# DOCUMENT TEXT
The details about microarray analysis were described in the original publications (33–35). Briefly, total RNA was extracted from a 300 µl serum, labeled by 3D-Gene® miRNA labeling kit and hybridized to 3D-Gene® Human miRNA Oligo Chip (Toray Industries, Kanagawa, Japan) that is designed to investigate 2,588 miRNA sequences registered in miRBase release 21 (http://www.mirbase.org/, accessed on 10 January 2022). The following low-quality samples were excluded: coefficient of variation of negative control probes of >0.15 and number of flagged probes identified by 3D-Gene® Scanner as “uneven spot images” of >10. The presence of a miRNA was determined when signal intensity was greater than the mean plus two times the standard deviation of the negative control signals, and in using the negative control signals, the top and bottom 5% of the ranked signal intensities were removed. Background subtraction was performed by subtracting the mean signal of negative control signals (after removing the top and bottom 5% as ranked by signal intensities) from the miRNA signal.

2.2. Machine learning

In cancer prediction models, statistical and machine-learning algorithms have been widely used, providing more accurate prognoses and lower per-patient costs. The high dimensionality of the gene expression profiles is a crucial issue when building cancer-predictive models (36). As a result, we used a machine-learning algorithm based on the random forest classifier, which is easily implemented in the Boruta package in R (37). In many studies involving miRNAs expression data, Boruta has been used to identify important features (38); this could help in the development of biomarkers for cancer diagnosis and prognosis. On the other hand, we used these techniques to characterize miRNAs with biomarker potential that may be useful in the diagnosis and/or prognosis of this disease, potentially assisting public health (39).

2.3. Data cleaning and feature selection

We cleaned and normalized the data using the min-max normalization method (40). Since gene expression data sets had too many irrelevant features for classification, feature selection was inevitable. Feature selection techniques can be used in data pre-processing to perform successful data reduction, which is beneficial for finding accurate data models (41). As noted, feature selection techniques have the benefits of reducing over-fitting and reducing model complexity with ease of understanding, as well as training models more quickly.

2.3.1. Boruta

Boruta is a wrapper-based feature selection algorithm that implements a random forest algorithm to iteratively delete the statistically irrelevant features. Boruta searches for all features that are either strongly or weakly relevant to the output variable (27).

# RECORDED INFORMATION

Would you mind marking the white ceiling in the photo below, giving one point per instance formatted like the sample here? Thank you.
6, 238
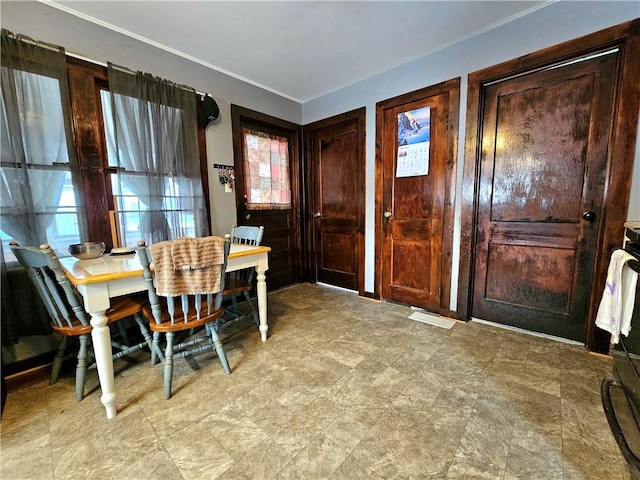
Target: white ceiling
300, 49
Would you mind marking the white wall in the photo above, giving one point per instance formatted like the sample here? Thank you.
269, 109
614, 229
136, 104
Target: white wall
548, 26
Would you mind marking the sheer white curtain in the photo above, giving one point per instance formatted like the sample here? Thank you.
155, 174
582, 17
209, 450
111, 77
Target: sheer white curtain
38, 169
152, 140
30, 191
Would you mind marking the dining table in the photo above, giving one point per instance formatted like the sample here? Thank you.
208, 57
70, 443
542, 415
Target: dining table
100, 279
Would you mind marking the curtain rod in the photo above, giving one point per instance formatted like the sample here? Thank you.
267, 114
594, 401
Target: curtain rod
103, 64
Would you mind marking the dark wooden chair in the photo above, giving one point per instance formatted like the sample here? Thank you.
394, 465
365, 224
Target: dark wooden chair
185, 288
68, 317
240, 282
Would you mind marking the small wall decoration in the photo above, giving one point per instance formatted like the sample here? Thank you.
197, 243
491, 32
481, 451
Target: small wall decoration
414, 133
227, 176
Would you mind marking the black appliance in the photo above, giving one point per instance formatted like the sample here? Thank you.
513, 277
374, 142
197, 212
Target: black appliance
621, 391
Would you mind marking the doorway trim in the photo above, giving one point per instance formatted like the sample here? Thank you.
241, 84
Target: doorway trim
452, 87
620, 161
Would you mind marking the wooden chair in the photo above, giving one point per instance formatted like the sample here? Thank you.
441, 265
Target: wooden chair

# REQUIRED WORK
(1) Write out the passage of the methods text on miRNA microarray analysis and machine learning starting at "2.2. Machine learning" and ending at "public health (39).".
(2) Render this sentence from the methods text on miRNA microarray analysis and machine learning in Spanish: "Boruta searches for all features that are either strongly or weakly relevant to the output variable (27)."
(3) Carry on the methods text on miRNA microarray analysis and machine learning, picking up after its final sentence.

# ANSWER LIST
(1)
2.2. Machine learning

In cancer prediction models, statistical and machine-learning algorithms have been widely used, providing more accurate prognoses and lower per-patient costs. The high dimensionality of the gene expression profiles is a crucial issue when building cancer-predictive models (36). As a result, we used a machine-learning algorithm based on the random forest classifier, which is easily implemented in the Boruta package in R (37). In many studies involving miRNAs expression data, Boruta has been used to identify important features (38); this could help in the development of biomarkers for cancer diagnosis and prognosis. On the other hand, we used these techniques to characterize miRNAs with biomarker potential that may be useful in the diagnosis and/or prognosis of this disease, potentially assisting public health (39).

(2) Boruta busca todas las características que son fuerte o débilmente relevantes para la variable de salida (27).

(3)
Boruta algorithm selects features as follows:

(a) It assigns randomness to the data set by making shuffled copies of all features (termed as shadow features).

(b) Next, Boruta uses the data set for training a random forest classifier and uses a feature ranking measure (mean decrease accuracy, MDA) to estimate the relationship with each feature (higher mean value).

(c) It determines whether a real feature has higher rank than the best of its shadow features on each iteration (in our analysis, 100) and excludes features that are considered extremely insignificant.

(d) Boruta algorithm comes to a halt when all features have been confirmed.

This would ultimately result in at least a subset of features that is ideal. Since this approach reduces the error of the random forest model, it identifies all features that are either highly significant or unrelated (32, 42, 43). Boruta is used in such a way that the features selected are mostly correlated with the prediction variable.

In the process of identifying if a feature is important or not, some features may be signed by Boruta as “Tentative.” Tentative attributes are decided as confirmed or rejected by using the median Z score of the attributes with the median Z score of the best shadow attribute.

2.4. Model building and potential miRNAs signature identification

We split the data using the CARET package into two parts: two-thirds of the data were used for model development or training, while the remaining one-third of the data were used to evaluate or validate the model.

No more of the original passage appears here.